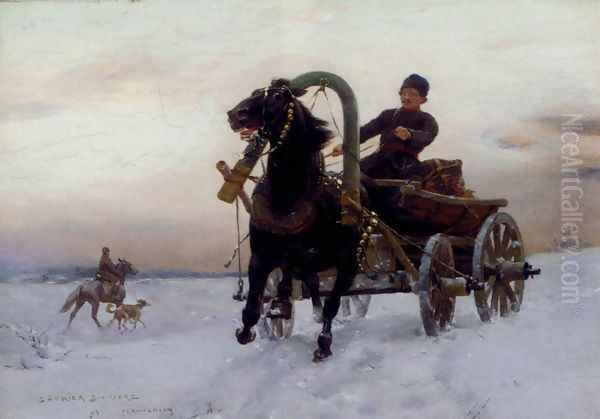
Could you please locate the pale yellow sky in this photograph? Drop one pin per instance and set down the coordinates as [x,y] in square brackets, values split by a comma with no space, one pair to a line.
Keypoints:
[112,114]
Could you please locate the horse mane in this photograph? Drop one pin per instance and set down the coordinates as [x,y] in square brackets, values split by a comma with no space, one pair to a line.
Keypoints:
[315,132]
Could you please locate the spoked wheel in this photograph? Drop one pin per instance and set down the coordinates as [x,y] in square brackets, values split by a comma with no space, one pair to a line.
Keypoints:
[498,240]
[437,308]
[274,327]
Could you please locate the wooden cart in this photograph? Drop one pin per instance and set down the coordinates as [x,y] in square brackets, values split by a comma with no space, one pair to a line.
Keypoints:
[477,250]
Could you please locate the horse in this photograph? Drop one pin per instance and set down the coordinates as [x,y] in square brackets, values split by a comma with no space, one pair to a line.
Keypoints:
[295,222]
[94,292]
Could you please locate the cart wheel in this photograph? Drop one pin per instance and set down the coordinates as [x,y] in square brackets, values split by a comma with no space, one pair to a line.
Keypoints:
[274,328]
[498,240]
[437,308]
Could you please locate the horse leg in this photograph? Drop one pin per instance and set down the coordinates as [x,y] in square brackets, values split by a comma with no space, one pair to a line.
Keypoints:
[343,282]
[95,307]
[281,307]
[258,271]
[312,282]
[78,306]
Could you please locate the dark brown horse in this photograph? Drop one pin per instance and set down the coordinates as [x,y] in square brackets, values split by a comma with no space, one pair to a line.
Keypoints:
[295,223]
[96,292]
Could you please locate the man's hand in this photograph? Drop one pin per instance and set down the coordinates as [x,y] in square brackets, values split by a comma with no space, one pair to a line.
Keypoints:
[246,134]
[402,133]
[337,150]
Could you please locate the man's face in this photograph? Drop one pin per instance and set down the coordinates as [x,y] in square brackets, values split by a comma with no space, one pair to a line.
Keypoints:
[411,98]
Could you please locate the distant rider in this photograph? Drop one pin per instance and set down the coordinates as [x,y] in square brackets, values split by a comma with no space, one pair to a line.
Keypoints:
[107,270]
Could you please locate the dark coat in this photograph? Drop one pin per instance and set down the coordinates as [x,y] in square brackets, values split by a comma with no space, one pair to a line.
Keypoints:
[396,158]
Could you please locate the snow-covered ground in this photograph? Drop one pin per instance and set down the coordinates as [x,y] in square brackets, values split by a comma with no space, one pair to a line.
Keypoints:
[542,363]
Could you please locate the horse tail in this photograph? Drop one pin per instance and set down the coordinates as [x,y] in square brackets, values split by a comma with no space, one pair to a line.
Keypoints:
[71,299]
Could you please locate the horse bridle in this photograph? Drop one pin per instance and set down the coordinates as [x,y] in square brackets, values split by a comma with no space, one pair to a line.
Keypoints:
[290,115]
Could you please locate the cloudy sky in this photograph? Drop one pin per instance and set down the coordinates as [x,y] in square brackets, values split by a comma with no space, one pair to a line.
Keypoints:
[112,114]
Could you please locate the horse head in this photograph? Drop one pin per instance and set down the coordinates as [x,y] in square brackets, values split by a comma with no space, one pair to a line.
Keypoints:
[280,116]
[126,267]
[295,136]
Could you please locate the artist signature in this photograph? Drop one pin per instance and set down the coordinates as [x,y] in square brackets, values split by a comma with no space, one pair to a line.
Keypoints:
[87,398]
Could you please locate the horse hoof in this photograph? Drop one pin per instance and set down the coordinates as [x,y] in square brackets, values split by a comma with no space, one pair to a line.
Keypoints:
[318,316]
[324,350]
[245,337]
[320,355]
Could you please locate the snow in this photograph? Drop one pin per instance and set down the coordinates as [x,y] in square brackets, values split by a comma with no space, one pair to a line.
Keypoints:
[541,363]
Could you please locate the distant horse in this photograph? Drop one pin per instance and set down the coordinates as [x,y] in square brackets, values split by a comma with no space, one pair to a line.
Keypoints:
[95,292]
[296,210]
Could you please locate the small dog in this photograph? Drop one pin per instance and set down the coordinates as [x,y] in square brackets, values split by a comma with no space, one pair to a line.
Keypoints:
[127,312]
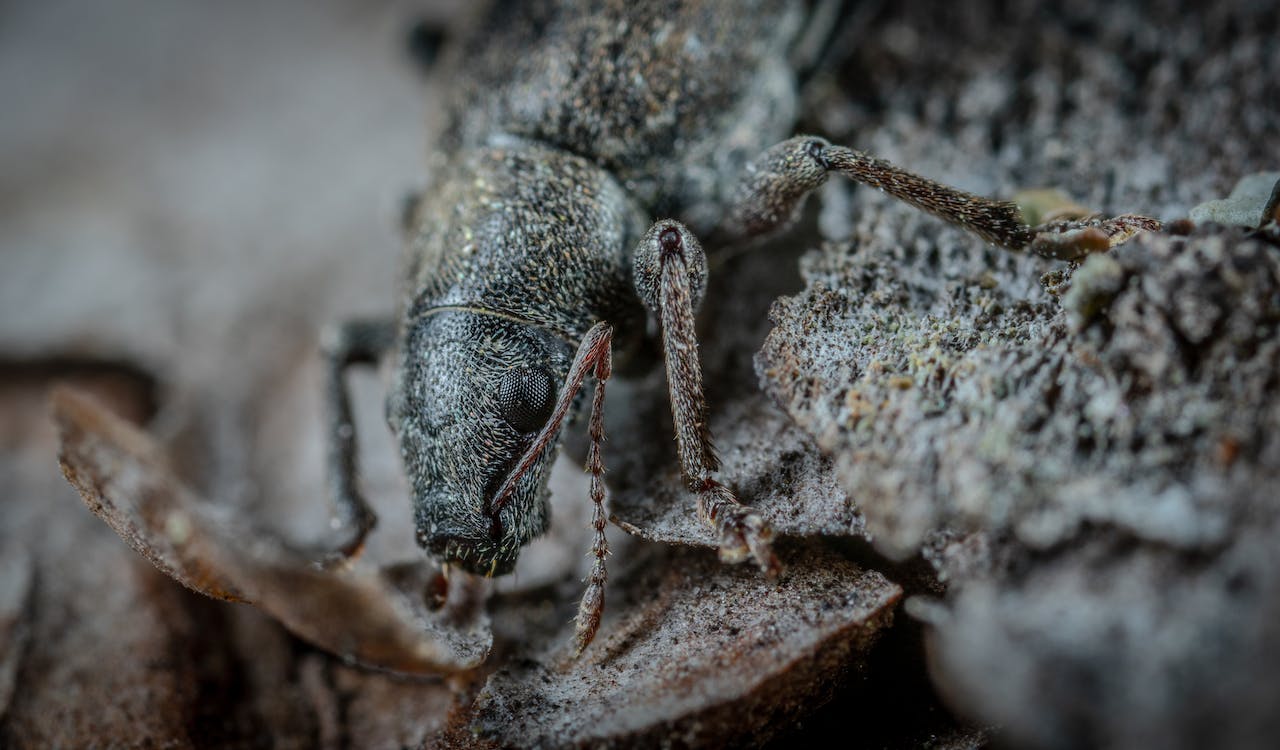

> Exercise directions:
Render every line of the records above as a numbered list, skipping any blank lines and leaving the pictures out.

> Solution to this task:
1. Could you please locate the pale yellow sky in this photograph? Drop one pin per instance and set down the coordinates as [x,y] in square brackets, values split by a comma with no space, one pair to a line.
2. Keypoints:
3. [112,114]
4. Could you please locate the horse mane in this photograph? Drop one pin per instance and set down the coordinates as [x,y] in square brackets, values split by a comma with no space, one pair to a line.
5. Keypoints:
6. [315,132]
7. Could you please locate the spoked wheel in this photograph? Drop one pin per instance and set down the coordinates as [x,y] in square brackets, values split by a comma with no space, one pair to a line.
8. Keypoints:
9. [498,240]
10. [437,308]
11. [274,327]
12. Could you please locate the wooden cart in this photograph? Drop one pin per instance and set down the coordinates as [x,y] in square brackets, values split by a comma with no space, one pair to a line.
13. Keypoints:
14. [477,250]
15. Could you please locate the horse in this photograph? Drop one pin per instance and set down the coordinates as [x,y] in square brackets, values split by a comma with no space, one pair to a line.
16. Keypoints:
17. [295,222]
18. [94,292]
19. Could you please locate the cart wheel in this photograph? Drop one pin per instance and set down the coordinates as [x,y] in square brackets, values split by a comma with no space, one pair to a line.
20. Keypoints:
21. [274,328]
22. [498,240]
23. [437,308]
24. Could you please locate the horse leg in this photograph? Drop one pin per instance and set down the coordinates as [x,y] in square brackets, values split by a comma with no space, one pair to a line.
25. Keypoints:
26. [343,282]
27. [95,307]
28. [281,307]
29. [258,271]
30. [312,282]
31. [78,306]
32. Could you please locate the dark brown horse in this photograph? Drop one pin per instance and set down the coordinates as [x,y] in square brackets, values split by a comma with no space, one pair to a line.
33. Keypoints:
34. [295,223]
35. [96,292]
36. Could you please locate the man's hand in this photograph? Drop one pin per instance and set down the coordinates as [x,y] in square brackets, values split by a comma with no space, one pair to a line.
37. Keypoints:
38. [246,134]
39. [402,133]
40. [337,150]
41. Could you please locate the man's face in this photograph? Drop one pin per instance and set down the coordinates as [x,y] in square brackets, values split by a comma with no space, one pair to a line.
42. Keypoints:
43. [411,98]
44. Could you please locate the distant rider in this photograph? Drop one pin per instance and set down the coordinates as [x,y] in square brackets, values split by a comma with no space, one pair to a line.
45. Keypoints:
46. [107,270]
47. Could you please locate the dark coat in this photograph? Drop one pin per instance and set down the coordinates as [x,y] in square brackets, values split by a comma with no space, one pair to a line.
48. Keypoints:
49. [396,158]
50. Could you please locate the snow-covered ground in this photograph? Drop one pin per instance and set down the coordinates as [x,y] in square brackets, values split by a comma with no space, one pair to a line.
51. Keypoints:
52. [542,363]
53. Could you please locate the horse tail in this photograph? Drop one pin per instance and set down the coordinates as [x,y] in square brackets, values split by a comma with no space, one pair to a line.
54. Keypoints:
55. [71,299]
56. Could you please locate the horse bridle in this photograph? Drop one pin per instance and set down the coordinates as [x,y] in square brackets, values split by a comma with no space, one pair to a line.
57. Keypoints:
58. [290,115]
59. Could you please locate the cloudy sky in this photograph? Drop one pin per instance and set down the coordinates as [x,y] in square brackets, values split by a comma with no space, one pair to a line.
60. Keypoints:
61. [112,114]
62. Could you please locate the horse head in this photograph? Drop one pin per instance and set down the coordinates as [x,y] in square brackets, values split by a comma with no space, one pair to a line.
63. Keypoints:
64. [280,116]
65. [126,267]
66. [295,136]
67. Could you please locate the artist signature in this photograph? Drop one pin per instance and set down the coordinates as [x,y] in square brackets, values split by a comma with no space, one pair to a line.
68. Keypoints:
69. [87,398]
70. Could you please locate the horse hoof in this photograph? Drop one pin per instance and set down the coordinates as [x,y] in square brackets, values split by a comma with no space, one pair to a line.
71. Keypoints:
72. [318,316]
73. [324,350]
74. [245,337]
75. [320,355]
76. Could you please locate the snow in this photograph? Drop one pin per instance and set down the coordinates as [x,y] in square brackets, values split by a comma with no space, one pair to a line.
77. Keypoints:
78. [541,363]
79. Could you please locate the distant horse in this photograph? Drop one pin per instance and set down the coordinates as [x,y] in square brackets, values split by a comma with no space, one pair to a line.
80. Keypoints:
81. [95,292]
82. [296,210]
83. Could you please locate the small dog in this photograph? Drop one pin per instance and set down the coordinates as [x,y] in square brackets, values split by a comma with no space, one pair to a line.
84. Keypoints:
85. [127,312]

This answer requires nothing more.